**Text excerpt:**
=-=-=
Java Image Cat and Dog Recognition With Deep Neural Networks
In this post, we are going to develop a cat and dog image recognition Java application using Deeplearning4j. If you would like to experiment with your own cat or dog, feel free to check out the source code or download the application (fairly short instructions at the end).
Computer Vision Nature
Even with the great progress of deep learning, computer vision problems tend to be hard to solve. One of the reasons is that neural networks (NN) are trying to learn a highly complex function, like image recognition or image object detection. We have a bunch of pixel values, and from there, we would like to figure out what is inside — so this really is a complex problem on its own.
Another reason computer vision still struggles is the amount of data we have. The amount of data we have now is definitely bigger than before, but it's still not enough for all computer vision problems. In particular, image object detection has even less data compared to image recognition (i.e. is it a cat, dog, or flower?) because it requires more intensive data labeling (going into each image and specifically marking each object).
Because computer vision is hard, complex architectures and techniques have been developed to achieve better results. We saw in a previous post how adding convolution (specialized image feature detectors) to neural networks greatly improved the performance in a handwritten digit recognition problem (97% to 99.5%) but also introduced higher complexity parameters and greatly increased training time (to more than two hours).
Usually, an NN that works for particular image recognition problem can also work for other image-related problems. Fortunately, there are several ways we can approach computer vision problems and still be productive and get great results.
We can re-use already-successful architectures by reducing the time needed for choosing different neural hidden layers, convolution layers, or other configuration parameters (i.e. learning rate).
We can also re-use already-trained neural networks (i.e. maybe someone already let the NN learn for a few weeks) and greatly reduce the training time.
Play with training data by cropping, changing colors, rotating, etc. to obtain more data so we can help NNs learn more and be smarter.
Let's see how we can solve the problem of detecting a cat and dog!
Well-Known Architectures
This is a classic neural network architecture successfully used on the handwritten digit recognizer problem back in 1998. You can find more information for other versions of the LeNet architecture here. There is an already-existing implementation in the Deeplearning4j library on GitHub (although not exactly as it is the paper).
=-=-=
**Material:**
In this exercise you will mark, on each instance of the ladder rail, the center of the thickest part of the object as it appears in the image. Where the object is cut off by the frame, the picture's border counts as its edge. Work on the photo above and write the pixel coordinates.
=-=-=
**Jobs:**
(1) In the cat and dog recognition article, what happened to performance on the handwritten digit problem when convolution was added?
(2) Extend the cat and dog recognition article, picking up after its final sentence.

**Answers to the exercises:**
(1) It improved from 97% to 99.5%.

(2)
The LeNet - 5 architecture looks like this (if you're not familiar with convolution, please have a quick look here):
In principle, this architecture introduced the idea of applying several convolution layers and pooling layers before connecting to a neural network and then to the outputs.
It takes as input a 32x32x1 matrix (the third dimension is 1 for black and white; it will be 3 for RGB), then applies 6 convolution 5×5 matrices. Applying formula described here, we get a 28x28x6 matrix. Notice that the third dimension is equal to the number of convolution matrices. Usually, convolution will reduce first two dimensions (width X height) but increase the third dimension (channels).
After that, we apply 2×2 with stride 2 for the max pooling layer (in the paper, this was average pool), which gives a matrix of 14x14x6. Notice that the pooling layer left the third dimension unchanged but reduced the first two (width X height) by dividing by 2, so pooling layers are used to reduce only the first two dimensions.
Additionally, we apply 16 convolution 5×5 matrices, which gives 10x10x16. Then. by adding 2×2 max pooling, we end up with 5x5x16.
We use the output 5x5x16 of several convolutions and pooling to feed a 500-layer neural network with only one hidden layer and ten outputs (0-9 digits). The model has to learn approximately 60,000 parameters.
According to paper, this model was able to achieve 99.05% accuracy!
This is a more modern architecture (2012) that works on RGB colored images and has way more convolutions and full connected neurons. This architecture showed great results and convinced a lot of people that deep learning works pretty well for image problems. In a way, this is similar to LeNet - 5 — just bigger and deeper because at that time, the processing power was also way greater (GPUs were widely introduced).
There is also an already-existing implementation in the Deeplearning4j library on GitHub.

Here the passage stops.